§ TO DO
1. According to the passage on Obamacare signups, which age group made up the largest share of enrollees, and at what percentage?
2. Write out the part of the passage on Obamacare signups between "Millenials Not Drinking" and "money on Obamacare.", inclusive, word for word.

§ GIVEN PASSAGE
※
Millenials Not Drinking Obamacare Kool-Aid, Only 24% of Signups are Under 35

This report will give serve to give readers renewed confidence in the intelligence of today's youth. They are smart enough to avoid wasting money on Obamacare.
Officials for the first time released basic demographic information about the people signing up for insurance. Of those who signed up in the first three months, 55 percent are age 45 to 64, officials said. Only 24 percent of those choosing a health insurance plan are 18 to 34, a group that is usually healthier and needs fewer costly medical services. People 55 to 64 – just below the age at which people qualify for Medicare -- represented the largest group, at 33 percent.
Officials were hoping for closer to 39% of enrollees to be younger than 35. Since the young does not need as much healthcare, they are needed in the plan to pay for the older folks. But realizing there is no real reason for them to sign up, since the penalty for not signing up is only $95 and since there are no pre-existing conditions, they can sign should a problem arise, so the <35 set are avoiding Obamacare like the plague.
※
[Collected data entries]
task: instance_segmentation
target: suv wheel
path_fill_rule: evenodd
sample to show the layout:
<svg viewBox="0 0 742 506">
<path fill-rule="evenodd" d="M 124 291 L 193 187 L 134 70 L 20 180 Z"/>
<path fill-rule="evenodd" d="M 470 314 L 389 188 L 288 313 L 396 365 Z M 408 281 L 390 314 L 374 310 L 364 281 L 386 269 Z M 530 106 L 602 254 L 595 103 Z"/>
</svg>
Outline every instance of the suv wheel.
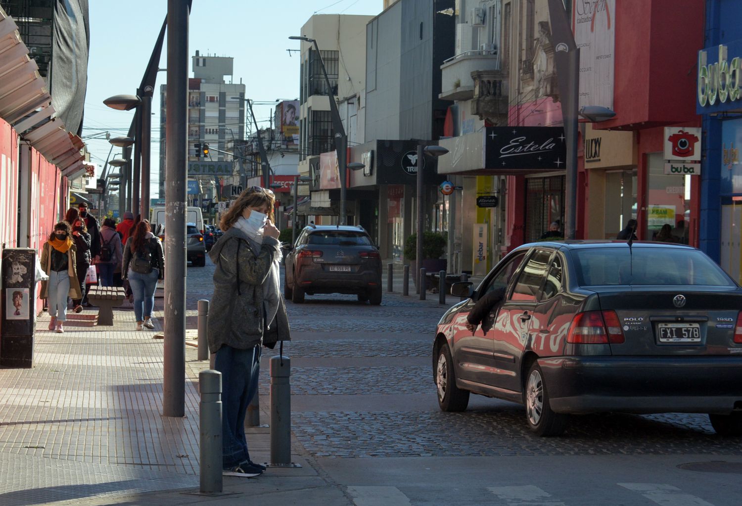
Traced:
<svg viewBox="0 0 742 506">
<path fill-rule="evenodd" d="M 301 286 L 292 286 L 291 289 L 291 301 L 295 304 L 304 302 L 304 290 Z"/>
<path fill-rule="evenodd" d="M 369 300 L 372 306 L 378 306 L 381 303 L 381 287 L 377 286 L 369 292 Z"/>
</svg>

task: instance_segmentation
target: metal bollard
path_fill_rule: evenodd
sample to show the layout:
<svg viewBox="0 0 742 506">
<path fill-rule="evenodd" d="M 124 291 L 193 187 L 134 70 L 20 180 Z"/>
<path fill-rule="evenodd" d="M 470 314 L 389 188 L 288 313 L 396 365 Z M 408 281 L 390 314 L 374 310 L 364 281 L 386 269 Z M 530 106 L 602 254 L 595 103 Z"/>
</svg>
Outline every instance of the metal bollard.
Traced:
<svg viewBox="0 0 742 506">
<path fill-rule="evenodd" d="M 260 426 L 260 395 L 257 392 L 252 396 L 252 400 L 250 401 L 250 404 L 247 406 L 245 425 L 246 427 Z"/>
<path fill-rule="evenodd" d="M 463 281 L 464 283 L 466 283 L 468 280 L 469 280 L 469 275 L 467 275 L 466 272 L 462 273 L 462 281 Z M 462 298 L 461 298 L 461 300 L 466 300 L 466 298 L 465 297 L 462 297 Z"/>
<path fill-rule="evenodd" d="M 200 424 L 200 491 L 222 491 L 222 373 L 211 369 L 198 373 L 201 393 L 199 404 Z"/>
<path fill-rule="evenodd" d="M 206 321 L 209 318 L 209 300 L 198 301 L 198 360 L 209 358 L 209 339 Z"/>
<path fill-rule="evenodd" d="M 438 303 L 446 303 L 446 272 L 441 271 L 438 273 Z"/>
<path fill-rule="evenodd" d="M 291 359 L 271 358 L 271 465 L 291 464 Z"/>
</svg>

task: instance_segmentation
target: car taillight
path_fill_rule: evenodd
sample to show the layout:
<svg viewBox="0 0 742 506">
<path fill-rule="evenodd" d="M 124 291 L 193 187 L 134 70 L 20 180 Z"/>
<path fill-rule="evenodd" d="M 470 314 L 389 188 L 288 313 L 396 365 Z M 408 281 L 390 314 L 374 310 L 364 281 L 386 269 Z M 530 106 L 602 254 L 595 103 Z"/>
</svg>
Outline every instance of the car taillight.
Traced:
<svg viewBox="0 0 742 506">
<path fill-rule="evenodd" d="M 567 342 L 574 344 L 619 344 L 623 331 L 615 311 L 585 311 L 577 313 L 567 333 Z"/>
<path fill-rule="evenodd" d="M 309 257 L 318 258 L 322 256 L 322 252 L 313 252 L 310 249 L 302 249 L 299 252 L 299 254 L 298 256 L 299 258 L 308 258 Z"/>
<path fill-rule="evenodd" d="M 737 323 L 735 325 L 735 342 L 742 344 L 742 311 L 737 315 Z"/>
</svg>

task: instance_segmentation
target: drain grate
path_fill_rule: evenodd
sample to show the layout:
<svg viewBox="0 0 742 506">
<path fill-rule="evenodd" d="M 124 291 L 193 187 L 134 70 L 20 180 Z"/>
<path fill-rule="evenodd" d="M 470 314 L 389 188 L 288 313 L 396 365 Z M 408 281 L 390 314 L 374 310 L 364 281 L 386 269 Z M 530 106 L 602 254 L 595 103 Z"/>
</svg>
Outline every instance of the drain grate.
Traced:
<svg viewBox="0 0 742 506">
<path fill-rule="evenodd" d="M 688 464 L 680 464 L 677 467 L 686 471 L 697 471 L 699 473 L 742 474 L 742 462 L 727 462 L 723 460 L 712 460 L 708 462 L 689 462 Z"/>
</svg>

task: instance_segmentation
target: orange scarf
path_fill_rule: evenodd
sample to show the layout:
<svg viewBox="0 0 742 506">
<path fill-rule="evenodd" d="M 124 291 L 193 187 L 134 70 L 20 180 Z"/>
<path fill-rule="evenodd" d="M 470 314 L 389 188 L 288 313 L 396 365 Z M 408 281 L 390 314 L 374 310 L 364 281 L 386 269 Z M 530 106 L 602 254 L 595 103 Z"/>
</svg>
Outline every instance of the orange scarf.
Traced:
<svg viewBox="0 0 742 506">
<path fill-rule="evenodd" d="M 66 240 L 59 240 L 54 237 L 49 240 L 49 244 L 60 253 L 67 253 L 67 250 L 72 247 L 72 239 L 68 237 Z"/>
</svg>

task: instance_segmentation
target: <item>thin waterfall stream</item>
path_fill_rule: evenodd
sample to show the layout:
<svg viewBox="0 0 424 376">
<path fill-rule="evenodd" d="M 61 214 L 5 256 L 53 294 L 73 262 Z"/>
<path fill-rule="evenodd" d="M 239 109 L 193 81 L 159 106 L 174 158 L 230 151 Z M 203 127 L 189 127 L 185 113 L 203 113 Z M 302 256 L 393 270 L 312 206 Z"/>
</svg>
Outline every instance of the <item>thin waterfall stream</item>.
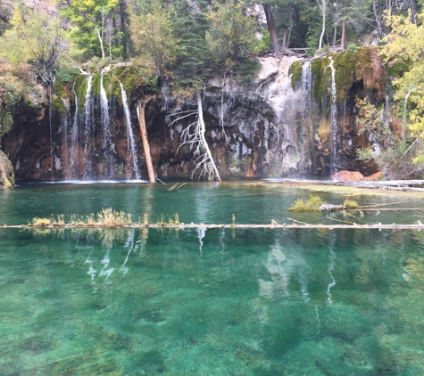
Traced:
※
§ ANSWERS TO THE EXERCISES
1. People aged 55 to 64, at 33 percent.

2.
Millenials Not Drinking Obamacare Kool-Aid, Only 24% of Signups are Under 35

This report will give serve to give readers renewed confidence in the intelligence of today's youth. They are smart enough to avoid wasting money on Obamacare.